Determine how many lines of the material below contain the string "blue". Give only the number.

• MATERIAL FOR THE TASK
# # # # #
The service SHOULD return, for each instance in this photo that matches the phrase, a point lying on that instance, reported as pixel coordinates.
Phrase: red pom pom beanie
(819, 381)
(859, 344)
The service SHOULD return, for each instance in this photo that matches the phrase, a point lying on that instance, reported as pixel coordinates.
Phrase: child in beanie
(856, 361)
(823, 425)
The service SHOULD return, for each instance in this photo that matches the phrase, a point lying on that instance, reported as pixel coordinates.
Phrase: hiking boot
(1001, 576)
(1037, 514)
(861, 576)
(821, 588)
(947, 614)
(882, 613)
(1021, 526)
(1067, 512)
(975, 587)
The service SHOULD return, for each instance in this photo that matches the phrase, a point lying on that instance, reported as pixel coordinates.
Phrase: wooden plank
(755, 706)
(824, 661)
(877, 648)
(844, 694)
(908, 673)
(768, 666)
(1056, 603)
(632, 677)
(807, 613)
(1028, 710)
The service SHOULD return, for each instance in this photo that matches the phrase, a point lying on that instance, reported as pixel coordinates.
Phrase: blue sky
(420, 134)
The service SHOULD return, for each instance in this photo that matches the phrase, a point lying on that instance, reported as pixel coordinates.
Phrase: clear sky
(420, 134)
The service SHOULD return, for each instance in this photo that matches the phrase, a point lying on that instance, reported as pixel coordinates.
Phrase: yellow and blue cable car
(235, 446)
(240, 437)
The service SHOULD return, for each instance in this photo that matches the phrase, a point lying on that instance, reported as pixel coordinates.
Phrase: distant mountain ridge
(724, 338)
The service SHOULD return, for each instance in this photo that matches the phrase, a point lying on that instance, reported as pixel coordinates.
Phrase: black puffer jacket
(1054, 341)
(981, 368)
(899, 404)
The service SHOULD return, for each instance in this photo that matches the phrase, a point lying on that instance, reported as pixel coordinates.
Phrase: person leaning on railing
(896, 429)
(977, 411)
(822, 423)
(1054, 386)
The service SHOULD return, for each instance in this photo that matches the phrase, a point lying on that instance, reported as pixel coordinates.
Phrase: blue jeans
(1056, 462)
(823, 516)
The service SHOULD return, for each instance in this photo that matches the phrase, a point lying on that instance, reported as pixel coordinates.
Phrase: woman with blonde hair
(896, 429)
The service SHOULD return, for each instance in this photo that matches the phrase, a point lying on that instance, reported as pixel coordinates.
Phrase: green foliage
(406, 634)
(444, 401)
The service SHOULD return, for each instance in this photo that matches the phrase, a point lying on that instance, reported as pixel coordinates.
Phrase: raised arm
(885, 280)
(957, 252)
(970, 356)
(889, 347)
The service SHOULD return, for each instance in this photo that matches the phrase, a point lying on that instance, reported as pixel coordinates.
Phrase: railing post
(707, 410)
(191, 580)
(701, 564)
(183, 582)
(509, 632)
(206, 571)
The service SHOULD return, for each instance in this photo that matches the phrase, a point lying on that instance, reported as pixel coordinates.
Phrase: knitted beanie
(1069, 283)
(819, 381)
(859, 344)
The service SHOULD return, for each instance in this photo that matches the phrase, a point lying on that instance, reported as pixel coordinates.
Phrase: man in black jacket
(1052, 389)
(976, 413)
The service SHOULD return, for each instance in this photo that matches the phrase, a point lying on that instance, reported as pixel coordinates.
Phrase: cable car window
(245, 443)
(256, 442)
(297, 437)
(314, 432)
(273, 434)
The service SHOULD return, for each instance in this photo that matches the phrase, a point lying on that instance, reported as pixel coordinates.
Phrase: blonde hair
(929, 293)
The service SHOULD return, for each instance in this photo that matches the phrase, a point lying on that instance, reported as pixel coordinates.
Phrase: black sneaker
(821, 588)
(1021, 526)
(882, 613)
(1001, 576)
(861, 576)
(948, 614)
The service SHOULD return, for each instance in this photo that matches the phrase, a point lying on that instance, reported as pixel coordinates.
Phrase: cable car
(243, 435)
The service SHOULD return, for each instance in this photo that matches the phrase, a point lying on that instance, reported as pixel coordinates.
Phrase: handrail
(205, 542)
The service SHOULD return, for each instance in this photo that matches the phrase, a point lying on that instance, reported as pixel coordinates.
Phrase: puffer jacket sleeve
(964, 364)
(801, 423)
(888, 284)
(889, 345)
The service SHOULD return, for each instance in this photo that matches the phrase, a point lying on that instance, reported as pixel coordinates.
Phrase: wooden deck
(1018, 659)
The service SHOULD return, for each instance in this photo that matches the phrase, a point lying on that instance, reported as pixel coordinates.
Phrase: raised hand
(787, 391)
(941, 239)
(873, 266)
# # # # #
• PROBLEM SOLUTION
3